* _Work item_:
Rewrite these lines as a numbered list, leaving out blank lines and the pictures.

* _Exercise data_:
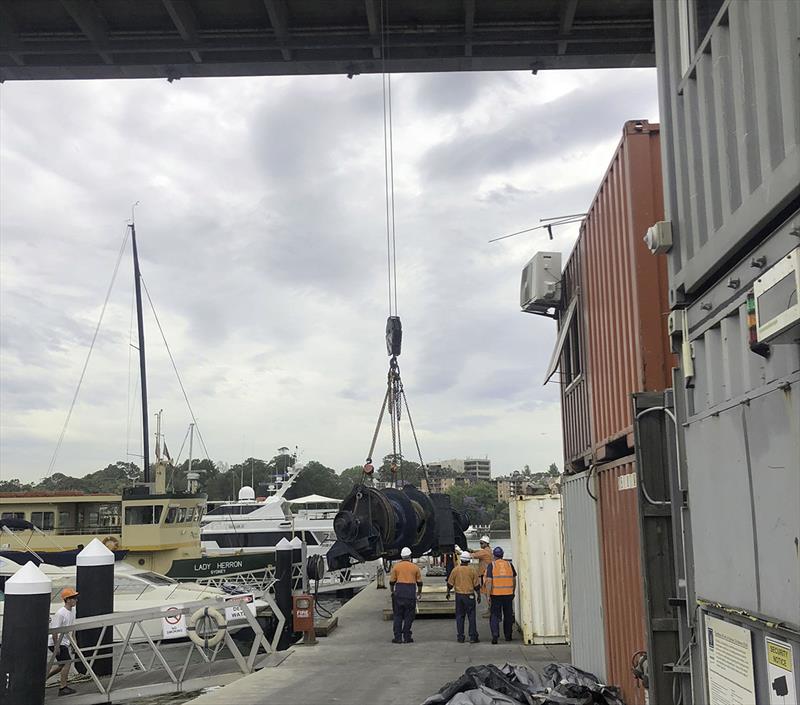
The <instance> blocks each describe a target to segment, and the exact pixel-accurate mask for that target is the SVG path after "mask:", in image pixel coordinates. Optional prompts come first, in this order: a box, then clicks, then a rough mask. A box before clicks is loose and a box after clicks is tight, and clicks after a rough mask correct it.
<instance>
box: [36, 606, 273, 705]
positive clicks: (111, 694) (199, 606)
mask: <svg viewBox="0 0 800 705" xmlns="http://www.w3.org/2000/svg"><path fill="white" fill-rule="evenodd" d="M262 599H263V600H264V601H266V602H267V604H268V605H269V606H270V608H271V609H272V612H273V614H274V615H275V617H276V618H277V629H276V631H275V636H274V638H273V640H272V643H270V642H269V641H267V638H266V637H265V636H264V633H263V631H262V629H261V626H260V624H259V622H258V620H257V618H256V616H255V615H253V614H252V613H251V612H250V610H249V609H248V608H247V607H246V606H240V609H238V610H237V612H236V614H237V617H236V618H235V619H231V620H229V621H227V622H226V624H225V627H224V635H223V638H222V640H221V641H220V642H219V643H217V644H216V645H214V646H213V647H208V648H204V647H203V646H201V645H199V644H197V643H195V642H194V641H192V640H191V639H184V638H178V639H175V638H169V637H165V636H164V634H163V631H162V621H161V620H162V619H164V618H165V617H166V616H167V615H168V616H169V617H170V619H172V620H178V619H183V620H186V621H188V619H189V616H190V615H192V614H194V613H195V612H196V611H197V610H202V609H205V608H206V607H208V608H214V609H217V610H218V611H220V612H224V610H225V608H226V607H228V608H230V607H233V606H235V604H234V603H231V602H227V603H226V602H224V601H222V600H218V599H214V600H203V601H197V602H191V603H186V604H183V605H180V606H175V607H174V608H171V609H170V610H169V612H168V613H167V612H166V611H165V610H164V608H162V607H160V606H159V607H154V608H146V609H140V610H132V611H129V612H117V613H113V614H107V615H98V616H95V617H82V618H80V619H76V620H75V623H74V624H72V625H70V626H69V627H56V628H51V629H50V630H49V633H50V635H55V634H56V633H61V634H62V635H63V636H66V637H67V639H68V641H69V644H70V646H71V647H72V654H73V656H72V659H71V661H70V663H71V664H75V665H76V668H77V664H79V663H80V664H81V665H82V666H83V669H85V672H86V675H88V676H89V679H90V681H91V683H92V685H93V688H92V689H90V690H89V692H87V691H86V689H85V688H84V687H83V685H84V684H76V686H77V688H78V693H76V694H75V695H72V696H69V697H59V698H58V702H59V703H64V704H65V705H66V704H67V703H70V704H74V705H90V704H92V703H108V702H118V701H122V700H126V699H133V698H141V697H142V696H143V695H161V694H166V693H176V692H185V691H192V690H199V689H201V688H203V687H206V686H209V685H218V684H221V683H223V682H230V681H231V680H234V679H235V678H237V677H239V676H240V675H246V674H248V673H252V672H253V671H254V670H256V669H258V668H262V667H263V666H264V665H266V663H267V659H268V658H269V656H270V654H272V653H274V652H275V651H276V649H277V645H278V640H279V638H280V634H281V632H282V630H283V626H284V624H285V623H286V619H287V617H286V616H285V615H283V614H282V613H281V611H280V610H279V609H278V606H277V604H276V603H275V600H274V599H273V598H272V596H271V594H270V593H269V592H267V593H265V594H264V596H263V597H262ZM153 622H157V624H158V626H157V628H156V627H154V626H153ZM147 623H150V625H149V626H150V628H149V629H148V624H147ZM184 623H185V622H184ZM232 627H233V629H232ZM247 627H249V628H250V629H251V630H252V633H253V638H252V640H250V639H249V636H248V638H247V640H246V641H245V640H241V639H240V641H241V642H242V643H241V646H242V647H243V648H244V653H243V651H242V649H241V648H240V644H237V639H235V638H234V636H233V634H234V633H236V632H237V631H240V630H241V629H244V628H247ZM89 629H91V630H99V634H98V637H97V640H96V641H95V642H94V643H92V644H88V645H83V646H81V645H79V643H78V638H77V635H78V633H79V632H81V631H85V630H89ZM154 629H155V631H156V633H155V634H154V633H153V632H154ZM109 630H111V631H112V633H113V634H114V638H113V641H112V643H110V644H104V643H103V640H104V637H105V635H106V634H107V633H108V631H109ZM226 654H227V656H226ZM260 655H261V656H262V658H260V659H259V656H260ZM109 657H111V658H112V659H113V666H112V671H111V674H110V675H109V676H98V675H97V674H96V673H95V672H94V670H93V666H94V664H95V662H96V661H97V660H98V659H101V658H109ZM193 657H195V658H194V661H195V663H193ZM54 662H55V655H54V654H51V655H50V660H49V662H48V671H49V669H50V668H51V667H52V666H53V664H54ZM234 664H235V666H234Z"/></svg>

* _Finished task_:
1. The <instance> blocks each describe a target to segment, and the exact pixel-accurate mask for that target is the SVG path after "mask:", in image pixel coordinates. Optional prompts come first, in this order: a box, then clicks, then a rough mask. A box before clicks is loose and a box after clicks is tight, and clicks after a rough mask correct it.
2. <instance>
3. box: [36, 606, 273, 705]
4. positive clicks: (111, 694) (199, 606)
5. mask: <svg viewBox="0 0 800 705" xmlns="http://www.w3.org/2000/svg"><path fill="white" fill-rule="evenodd" d="M262 599H263V600H264V601H266V602H267V604H268V605H269V606H270V608H271V609H272V612H273V614H274V615H275V617H276V618H277V629H276V631H275V636H274V638H273V640H272V643H270V642H269V641H267V638H266V637H265V636H264V633H263V631H262V629H261V626H260V624H259V622H258V620H257V618H256V616H255V615H253V614H252V613H251V612H250V610H249V609H248V608H247V607H246V606H240V609H238V610H237V612H236V614H237V617H236V618H235V619H231V620H229V621H227V622H226V624H225V627H224V635H223V638H222V640H221V641H220V642H219V643H217V644H216V645H214V646H213V647H208V648H204V647H203V646H201V645H199V644H197V643H195V642H194V641H192V640H191V639H184V638H178V639H175V638H169V637H165V636H164V634H163V631H162V621H161V620H162V619H164V618H165V617H166V616H167V615H168V616H169V617H170V619H172V620H178V619H183V620H186V621H188V619H189V616H190V615H192V614H194V613H195V612H196V611H197V610H202V609H205V608H206V607H208V608H214V609H217V610H218V611H220V612H224V610H225V608H226V607H228V608H230V607H233V606H235V604H234V603H231V602H227V603H226V602H224V601H222V600H218V599H214V600H203V601H197V602H191V603H186V604H183V605H180V606H175V607H174V608H171V609H170V610H169V612H168V613H167V612H166V611H165V610H164V608H162V607H160V606H159V607H154V608H146V609H140V610H132V611H129V612H117V613H113V614H107V615H98V616H95V617H82V618H80V619H76V620H75V623H74V624H72V625H70V626H69V627H56V628H51V629H50V630H49V633H50V635H55V634H56V633H61V634H62V635H63V636H66V637H67V639H68V641H69V644H70V646H71V647H72V654H73V656H72V659H71V661H70V663H71V664H75V665H76V668H77V664H79V663H80V664H81V665H82V666H83V669H85V672H86V675H88V676H89V679H90V681H91V683H92V685H93V688H92V689H90V690H89V692H87V691H86V689H85V688H84V687H83V685H84V684H76V686H77V688H78V693H76V694H75V695H72V696H69V697H59V698H58V702H59V703H64V704H65V705H66V704H67V703H70V704H74V705H90V704H92V703H108V702H118V701H122V700H126V699H133V698H141V697H142V696H143V695H161V694H166V693H176V692H185V691H192V690H199V689H201V688H203V687H206V686H209V685H218V684H221V683H223V682H230V681H231V680H234V679H235V678H237V677H239V676H240V675H246V674H248V673H252V672H253V671H254V670H256V669H258V668H262V667H263V666H264V665H266V663H267V659H268V658H269V656H270V654H272V653H274V652H275V651H276V649H277V645H278V640H279V638H280V634H281V632H282V630H283V626H284V624H285V623H286V619H287V617H286V616H285V615H283V614H282V613H281V611H280V610H279V609H278V606H277V604H276V603H275V600H274V599H273V598H272V596H271V594H270V593H269V592H267V593H265V594H264V596H263V597H262ZM153 622H157V624H158V626H157V628H156V627H154V626H153ZM147 623H150V625H149V626H150V628H149V629H148V624H147ZM184 623H185V622H184ZM232 627H233V629H232ZM247 627H249V628H250V629H251V630H252V633H253V638H252V640H250V639H249V636H248V638H247V640H246V641H245V640H241V639H240V641H241V642H242V643H241V646H242V647H243V648H244V653H243V651H242V649H241V648H240V644H237V639H235V638H234V636H233V634H234V633H236V632H237V631H240V630H241V629H244V628H247ZM89 629H91V630H99V634H98V637H97V640H96V641H95V642H94V643H92V644H88V645H83V646H81V645H79V643H78V638H77V635H78V633H79V632H81V631H85V630H89ZM154 629H155V631H156V633H155V634H154V633H153V632H154ZM109 630H111V631H112V633H113V634H114V638H113V641H112V643H110V644H104V643H103V640H104V637H105V635H106V634H107V633H108V631H109ZM226 654H227V656H226ZM260 655H261V656H262V658H260V659H259V656H260ZM109 657H111V658H112V659H113V666H112V671H111V674H110V675H109V676H98V675H97V674H96V673H95V672H94V670H93V666H94V664H95V662H96V661H97V660H98V659H101V658H109ZM193 657H195V658H194V661H195V663H193ZM54 662H55V655H54V654H51V655H50V660H49V662H48V671H49V669H50V668H51V667H52V666H53V664H54ZM234 664H235V666H234Z"/></svg>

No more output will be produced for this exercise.